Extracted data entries
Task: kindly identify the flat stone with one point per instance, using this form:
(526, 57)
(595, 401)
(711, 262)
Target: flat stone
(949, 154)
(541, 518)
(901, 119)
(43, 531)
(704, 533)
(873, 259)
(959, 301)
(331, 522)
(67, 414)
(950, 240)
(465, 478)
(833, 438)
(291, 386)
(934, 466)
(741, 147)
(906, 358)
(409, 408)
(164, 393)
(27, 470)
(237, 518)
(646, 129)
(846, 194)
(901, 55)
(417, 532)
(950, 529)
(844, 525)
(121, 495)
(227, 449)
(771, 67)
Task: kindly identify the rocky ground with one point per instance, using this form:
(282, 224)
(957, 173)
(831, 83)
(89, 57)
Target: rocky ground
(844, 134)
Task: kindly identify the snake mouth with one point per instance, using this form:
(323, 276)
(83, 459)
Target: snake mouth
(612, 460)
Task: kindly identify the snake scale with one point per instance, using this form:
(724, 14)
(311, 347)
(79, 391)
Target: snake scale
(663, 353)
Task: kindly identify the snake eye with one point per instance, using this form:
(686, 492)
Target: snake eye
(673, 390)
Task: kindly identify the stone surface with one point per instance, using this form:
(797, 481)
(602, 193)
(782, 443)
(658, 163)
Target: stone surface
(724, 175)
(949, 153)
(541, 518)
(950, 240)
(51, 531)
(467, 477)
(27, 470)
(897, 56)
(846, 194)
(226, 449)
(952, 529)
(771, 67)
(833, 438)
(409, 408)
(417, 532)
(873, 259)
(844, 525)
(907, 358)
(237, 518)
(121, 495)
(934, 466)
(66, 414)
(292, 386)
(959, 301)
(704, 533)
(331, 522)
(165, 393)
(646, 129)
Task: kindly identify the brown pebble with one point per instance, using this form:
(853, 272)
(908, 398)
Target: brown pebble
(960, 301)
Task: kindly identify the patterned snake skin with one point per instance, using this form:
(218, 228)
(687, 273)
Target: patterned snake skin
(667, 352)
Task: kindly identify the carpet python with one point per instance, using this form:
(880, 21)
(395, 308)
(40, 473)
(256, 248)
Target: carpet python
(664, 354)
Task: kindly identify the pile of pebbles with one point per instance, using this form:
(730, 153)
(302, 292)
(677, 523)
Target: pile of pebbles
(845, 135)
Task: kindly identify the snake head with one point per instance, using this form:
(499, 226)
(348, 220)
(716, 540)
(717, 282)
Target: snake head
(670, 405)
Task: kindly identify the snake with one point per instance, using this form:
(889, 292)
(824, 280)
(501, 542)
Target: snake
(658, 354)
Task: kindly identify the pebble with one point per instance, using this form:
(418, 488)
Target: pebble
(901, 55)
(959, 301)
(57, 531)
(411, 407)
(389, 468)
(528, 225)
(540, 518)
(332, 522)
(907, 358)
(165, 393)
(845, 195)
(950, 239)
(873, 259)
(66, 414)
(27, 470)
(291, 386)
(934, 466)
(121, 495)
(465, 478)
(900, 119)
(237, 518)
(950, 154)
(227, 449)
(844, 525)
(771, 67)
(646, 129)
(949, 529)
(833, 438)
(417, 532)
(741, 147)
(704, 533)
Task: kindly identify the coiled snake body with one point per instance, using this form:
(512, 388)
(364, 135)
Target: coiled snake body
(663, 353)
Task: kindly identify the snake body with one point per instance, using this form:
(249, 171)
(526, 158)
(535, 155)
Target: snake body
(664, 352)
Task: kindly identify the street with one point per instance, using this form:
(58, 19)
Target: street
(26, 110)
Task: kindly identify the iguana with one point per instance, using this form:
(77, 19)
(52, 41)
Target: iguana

> _DESCRIPTION OF THE TASK_:
Reproduce the preceding entries exactly and completely.

> _REPLY_:
Task: kindly identify the flat stone with one point per instance, using this form:
(526, 57)
(595, 401)
(711, 262)
Target: flat stone
(949, 154)
(541, 518)
(901, 119)
(43, 531)
(704, 533)
(873, 259)
(959, 301)
(331, 522)
(67, 414)
(950, 240)
(465, 478)
(833, 438)
(291, 386)
(934, 466)
(741, 147)
(906, 358)
(409, 408)
(164, 393)
(27, 470)
(237, 518)
(646, 129)
(846, 194)
(901, 55)
(417, 532)
(950, 529)
(844, 525)
(121, 495)
(227, 449)
(771, 67)
Task: kindly identify the rocky ground with one point per instance, using this form:
(282, 224)
(957, 173)
(831, 83)
(89, 57)
Target: rocky ground
(844, 134)
Task: kindly identify the snake mouth with one point per instance, using this form:
(323, 276)
(83, 459)
Target: snake mouth
(612, 460)
Task: kindly identify the snake scale with one point per instance, using this form:
(724, 14)
(311, 347)
(79, 391)
Target: snake scale
(663, 353)
Task: kindly identify the snake eye with one point per instance, using this form:
(686, 492)
Target: snake eye
(673, 390)
Task: kindly identify the stone surface with one point per instance, using this form:
(797, 481)
(602, 193)
(782, 443)
(658, 163)
Target: stone surface
(724, 175)
(949, 153)
(541, 518)
(950, 240)
(51, 531)
(467, 477)
(27, 470)
(897, 56)
(846, 194)
(226, 449)
(952, 529)
(771, 67)
(833, 438)
(409, 408)
(417, 532)
(873, 259)
(844, 525)
(907, 358)
(237, 518)
(121, 495)
(934, 466)
(66, 414)
(292, 386)
(959, 301)
(704, 533)
(331, 522)
(165, 393)
(646, 129)
Task: kindly identify the brown pebble with one point per instance, using this form:
(853, 272)
(908, 398)
Target: brown pebble
(960, 301)
Task: kindly identify the patterned snake skin with one point per instance, using this form:
(218, 228)
(687, 273)
Target: patterned snake skin
(667, 352)
Task: kindly identify the carpet python with one point per instance, using this form:
(880, 21)
(395, 308)
(40, 473)
(256, 248)
Target: carpet python
(664, 354)
Task: kindly identify the pile of pebbles with one point per instance, using this form:
(730, 153)
(302, 292)
(677, 523)
Target: pile of pebbles
(845, 135)
Task: kindly identify the snake head with one point per instance, using this form:
(499, 226)
(348, 220)
(716, 540)
(717, 282)
Target: snake head
(670, 405)
Task: kindly identify the snake with one point per instance, using this form:
(889, 292)
(824, 280)
(501, 542)
Target: snake
(658, 354)
Task: kindly identify the pebble with one point per instance, using this form:
(418, 488)
Target: pebble
(901, 55)
(959, 301)
(57, 531)
(411, 407)
(389, 468)
(528, 225)
(540, 518)
(332, 522)
(907, 358)
(165, 393)
(845, 195)
(950, 239)
(873, 259)
(66, 414)
(27, 470)
(291, 386)
(934, 466)
(121, 495)
(465, 478)
(900, 119)
(237, 518)
(950, 154)
(227, 449)
(844, 525)
(771, 67)
(646, 129)
(949, 529)
(833, 438)
(417, 532)
(741, 147)
(704, 533)
Task: kindly identify the coiled snake body with one point per instance, using this form:
(512, 388)
(364, 135)
Target: coiled snake body
(663, 353)
Task: kindly identify the snake body with one point per instance, using this form:
(249, 171)
(526, 158)
(535, 155)
Target: snake body
(664, 352)
Task: kindly identify the street with one point per instance, using this form:
(58, 19)
Target: street
(26, 110)
Task: kindly identify the iguana with one point per instance, using this form:
(77, 19)
(52, 41)
Target: iguana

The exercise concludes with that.